***** ESTRATTO FORNITO

Come abbiamo tutti imparato direttamente la birra è un forte aggregatore, capace di riunire amici, scaldare i cuori e creare un senso di allegra comunità. Ci sono esempi particolarmente virtuosi nei quali dietro alla nostra amata bevanda si nasconde un progetto sociale che punta a preservare, aiutare o reintegrare i soggetti più deboli. Nei casi più strutturati la birra viene scelta in primis per il suo carattere sociale e formativo: birrai infatti non si nasce ma si diventa attraverso un percorso intenso e impegnativo in cui il sapere è trasmesso tra le persone, e anche il consumo, perchè sia vero piacere, deve essere educato. Un lavoro importante che mette in gioco il sapere ascoltare ma anche il saper fare, che dà la possibilità di creare un qualcosa di unico da condividere con gli altri. È bello che ci siano persone che in questo vedono la possibilità di aiutare chi è meno fortunato, ed altrettanto bello è sapere che bevendo birra si può contribuire a sostenere simili iniziative. Di seguito presenteremo le realtà birrarie italiane impegnate nel sociale, da quelle più strutturate in cui il birrificio è compreso all’interno di un progetto più ampio a quelle in cui particolari birre sono utilizzate per finanziare o attivare iniziative di solidarietà e cooperazione. Potremo così dire, con fierezza, che bere birra fa bene!

Birrificio La Piazza di Torino

Il progetto Piazza dei Mestieri, del quale fa parte il birrificio La Piazza, nasce con l’intento di fornire una possibilità di formazione ai ragazzi tra i 14 e i 18 anni che hanno abbandonato gli studi, definiti con la brutta parola di ‘dispersi’. Spesso questi ragazzi hanno alle spalle storie difficili, di disagio o povertà, e se lasciati soli rischiano di cominciare a delinquere. Piazza dei Mestieri ben illustrato nelle parole del capo dell’amministrazione della fondazione, Gianluca Poggio, trova avvio nel 2004 quando viene scelta come sede l’ex Conceria Florio, un enorme spazio di quasi 7.000mq con una piazza al centro in Borgo San Donato, nel cuore di Torino.

la piazza

Il birrificio, o meglio brewpub, nasce nel 2007 sotto la guida attenta di Sergio Ormea, birraio di Grado Plato rimasto entusiasta del progetto. Dopo di lui, al timone fino al 2010, si sono alternati nell’ordine Enrico Ponza, Fabio Ferrua e Riccardo Miscoscia, giovane birraio attualmente alla guida della produzione. Un progetto che ha attecchito anche in altre parti d’Italia come dimostra Piazza dei Mestieri a Catania, nato con la stessa finalità formativa (per ora senza birrificio). Speriamo dunque che il motto scelto per il decennale, “Dieci Piazze in Italia, dieci Piazze nel mondo”, si realizzi davvero! (scheda completa del birrificio)

Birrificio Pausa Café di Saluzzo (TO)

**********
***** DATI FORNITI

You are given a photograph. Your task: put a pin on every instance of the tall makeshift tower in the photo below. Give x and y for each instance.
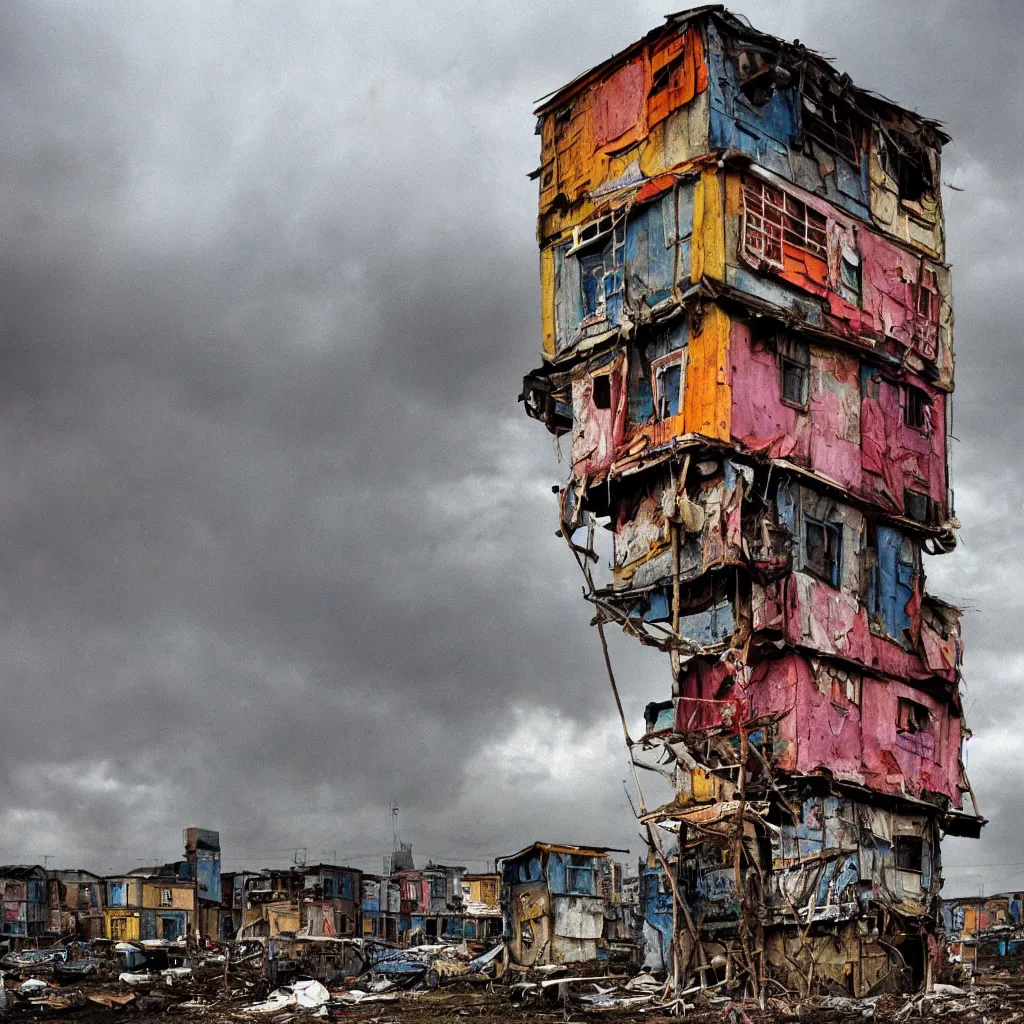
(748, 335)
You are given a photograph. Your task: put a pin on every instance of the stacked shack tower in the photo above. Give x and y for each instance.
(748, 337)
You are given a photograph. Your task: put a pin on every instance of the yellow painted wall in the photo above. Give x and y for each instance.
(129, 932)
(548, 300)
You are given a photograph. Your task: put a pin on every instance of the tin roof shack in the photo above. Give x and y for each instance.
(481, 899)
(314, 900)
(332, 901)
(26, 896)
(79, 903)
(381, 907)
(123, 907)
(554, 904)
(431, 906)
(271, 904)
(985, 933)
(747, 330)
(230, 914)
(203, 856)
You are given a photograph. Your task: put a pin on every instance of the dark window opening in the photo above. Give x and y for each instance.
(928, 296)
(580, 877)
(909, 853)
(795, 363)
(668, 379)
(823, 550)
(592, 270)
(757, 77)
(663, 77)
(912, 717)
(849, 280)
(832, 124)
(916, 408)
(908, 163)
(918, 506)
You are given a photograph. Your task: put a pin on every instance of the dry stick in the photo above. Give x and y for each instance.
(677, 899)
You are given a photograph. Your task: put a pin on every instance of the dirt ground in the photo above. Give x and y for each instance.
(991, 1000)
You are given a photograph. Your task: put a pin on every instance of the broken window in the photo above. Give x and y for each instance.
(909, 853)
(928, 304)
(849, 275)
(908, 163)
(928, 296)
(918, 506)
(795, 369)
(773, 219)
(602, 391)
(669, 383)
(832, 124)
(580, 877)
(757, 77)
(916, 408)
(592, 270)
(823, 550)
(896, 563)
(912, 717)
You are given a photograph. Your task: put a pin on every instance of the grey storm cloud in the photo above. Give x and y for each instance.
(276, 543)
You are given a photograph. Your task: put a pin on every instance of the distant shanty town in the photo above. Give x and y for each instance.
(550, 903)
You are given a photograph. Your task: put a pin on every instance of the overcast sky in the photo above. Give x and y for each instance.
(276, 542)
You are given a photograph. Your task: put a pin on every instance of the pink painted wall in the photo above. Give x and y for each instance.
(896, 456)
(856, 740)
(597, 432)
(862, 445)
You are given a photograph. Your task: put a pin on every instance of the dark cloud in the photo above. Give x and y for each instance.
(276, 544)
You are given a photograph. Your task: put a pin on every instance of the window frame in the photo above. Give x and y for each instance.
(916, 403)
(912, 845)
(585, 870)
(658, 367)
(796, 353)
(829, 529)
(912, 717)
(779, 219)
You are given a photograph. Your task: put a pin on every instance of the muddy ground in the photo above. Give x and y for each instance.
(993, 999)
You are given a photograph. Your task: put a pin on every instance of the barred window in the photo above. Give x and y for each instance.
(772, 218)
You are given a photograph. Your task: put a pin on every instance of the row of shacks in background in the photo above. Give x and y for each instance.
(193, 900)
(550, 903)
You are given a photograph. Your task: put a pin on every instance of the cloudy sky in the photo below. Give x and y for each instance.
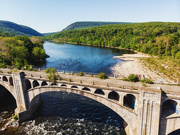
(54, 15)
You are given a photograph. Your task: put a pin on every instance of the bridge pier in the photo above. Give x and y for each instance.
(141, 108)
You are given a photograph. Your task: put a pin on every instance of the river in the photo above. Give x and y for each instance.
(81, 58)
(64, 113)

**********

CONSEGNA
Trascrivi fedelmente il passo dell'estratto sulla birra e i progetti sociali che comincia con le parole "Birrificio La Piazza di" e si ferma dopo "cuore di Torino.".

RISPOSTA
Birrificio La Piazza di Torino

Il progetto Piazza dei Mestieri, del quale fa parte il birrificio La Piazza, nasce con l’intento di fornire una possibilità di formazione ai ragazzi tra i 14 e i 18 anni che hanno abbandonato gli studi, definiti con la brutta parola di ‘dispersi’. Spesso questi ragazzi hanno alle spalle storie difficili, di disagio o povertà, e se lasciati soli rischiano di cominciare a delinquere. Piazza dei Mestieri ben illustrato nelle parole del capo dell’amministrazione della fondazione, Gianluca Poggio, trova avvio nel 2004 quando viene scelta come sede l’ex Conceria Florio, un enorme spazio di quasi 7.000mq con una piazza al centro in Borgo San Donato, nel cuore di Torino.